## Requirement
State how many lines in the records contain the string "head", treating uppercase and lowercase as different, and give only that number.

* Begin Information shown *

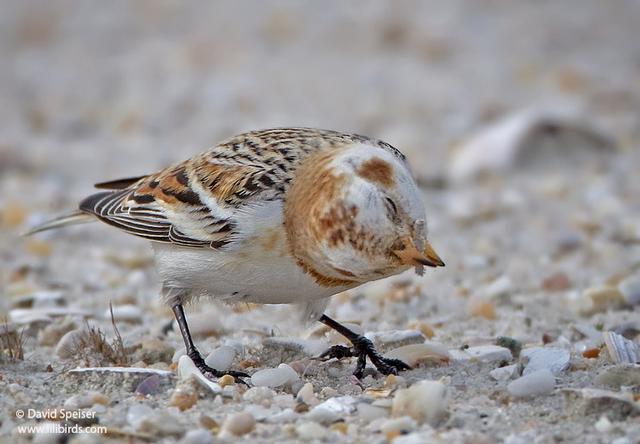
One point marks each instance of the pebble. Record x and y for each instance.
(589, 401)
(184, 396)
(274, 377)
(309, 431)
(187, 369)
(414, 354)
(258, 394)
(552, 358)
(403, 424)
(221, 358)
(137, 413)
(239, 424)
(125, 313)
(425, 401)
(289, 349)
(617, 376)
(537, 383)
(85, 400)
(556, 282)
(483, 353)
(198, 436)
(630, 290)
(596, 299)
(68, 344)
(621, 349)
(306, 395)
(149, 386)
(368, 412)
(505, 373)
(603, 425)
(385, 340)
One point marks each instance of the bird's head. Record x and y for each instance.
(355, 215)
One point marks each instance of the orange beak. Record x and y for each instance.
(410, 255)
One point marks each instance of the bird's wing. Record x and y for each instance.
(194, 203)
(191, 204)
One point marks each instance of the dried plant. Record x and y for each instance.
(94, 341)
(11, 342)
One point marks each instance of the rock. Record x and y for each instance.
(624, 375)
(415, 354)
(125, 313)
(198, 436)
(286, 349)
(184, 396)
(621, 349)
(368, 412)
(187, 369)
(149, 386)
(238, 424)
(589, 401)
(529, 137)
(332, 409)
(84, 400)
(403, 424)
(221, 358)
(154, 350)
(552, 358)
(595, 299)
(257, 395)
(630, 290)
(51, 334)
(483, 353)
(161, 423)
(137, 413)
(505, 373)
(512, 344)
(533, 384)
(309, 431)
(68, 344)
(386, 340)
(556, 282)
(425, 401)
(603, 425)
(306, 395)
(274, 377)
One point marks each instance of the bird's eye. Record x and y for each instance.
(392, 206)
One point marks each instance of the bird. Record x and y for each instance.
(275, 216)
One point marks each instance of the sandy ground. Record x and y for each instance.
(92, 91)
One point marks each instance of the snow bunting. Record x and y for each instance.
(280, 216)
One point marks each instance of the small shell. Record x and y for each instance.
(621, 349)
(274, 377)
(414, 354)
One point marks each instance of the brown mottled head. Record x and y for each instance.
(354, 215)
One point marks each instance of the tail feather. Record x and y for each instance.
(74, 218)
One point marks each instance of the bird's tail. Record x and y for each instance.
(75, 218)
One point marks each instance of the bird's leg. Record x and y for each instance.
(362, 348)
(194, 354)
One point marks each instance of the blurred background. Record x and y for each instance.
(93, 90)
(520, 120)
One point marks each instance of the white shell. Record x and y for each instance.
(621, 349)
(552, 358)
(537, 383)
(425, 401)
(221, 358)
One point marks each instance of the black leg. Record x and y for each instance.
(195, 355)
(362, 348)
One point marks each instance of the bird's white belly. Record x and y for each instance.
(261, 271)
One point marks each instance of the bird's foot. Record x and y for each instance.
(212, 374)
(363, 348)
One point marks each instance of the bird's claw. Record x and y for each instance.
(363, 348)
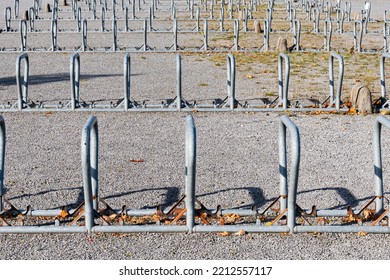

* End Information shown *

## Solution for this exercise
2